Work required: Find each line below that contains the word "query" and copy all of them.

Records to use:
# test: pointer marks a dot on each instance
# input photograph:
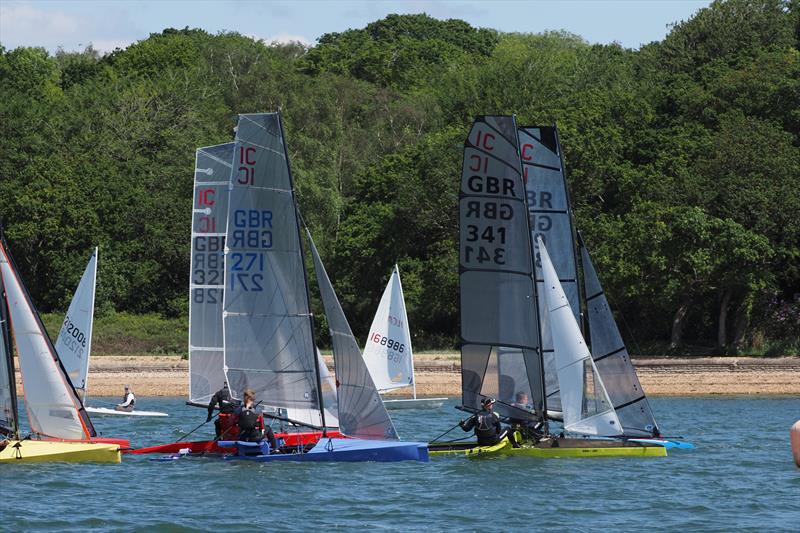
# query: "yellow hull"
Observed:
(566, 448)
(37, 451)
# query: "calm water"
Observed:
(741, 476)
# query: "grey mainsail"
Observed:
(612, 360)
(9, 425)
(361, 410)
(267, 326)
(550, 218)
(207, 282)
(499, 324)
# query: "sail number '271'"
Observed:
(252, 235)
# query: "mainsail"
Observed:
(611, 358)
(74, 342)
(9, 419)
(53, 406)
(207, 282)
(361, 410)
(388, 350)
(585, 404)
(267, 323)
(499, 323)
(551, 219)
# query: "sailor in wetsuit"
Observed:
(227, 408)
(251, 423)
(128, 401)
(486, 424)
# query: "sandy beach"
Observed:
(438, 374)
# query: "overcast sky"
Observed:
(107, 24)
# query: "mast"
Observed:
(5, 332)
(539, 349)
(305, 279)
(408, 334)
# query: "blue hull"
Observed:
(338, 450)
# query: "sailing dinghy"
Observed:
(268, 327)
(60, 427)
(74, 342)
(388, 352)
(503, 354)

---

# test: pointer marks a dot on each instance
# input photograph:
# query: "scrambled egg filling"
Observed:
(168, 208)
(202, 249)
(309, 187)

Exercise answer:
# query: "yellow hull"
# query: "calm water"
# query: "grey mainsail"
# query: "sail number '271'"
# query: "mainsail"
# query: "sailor in wetsuit"
# query: "sandy beach"
# query: "overcast sky"
# query: "mast"
# query: "blue hull"
# query: "sailing dinghy"
# query: "scrambled egg filling"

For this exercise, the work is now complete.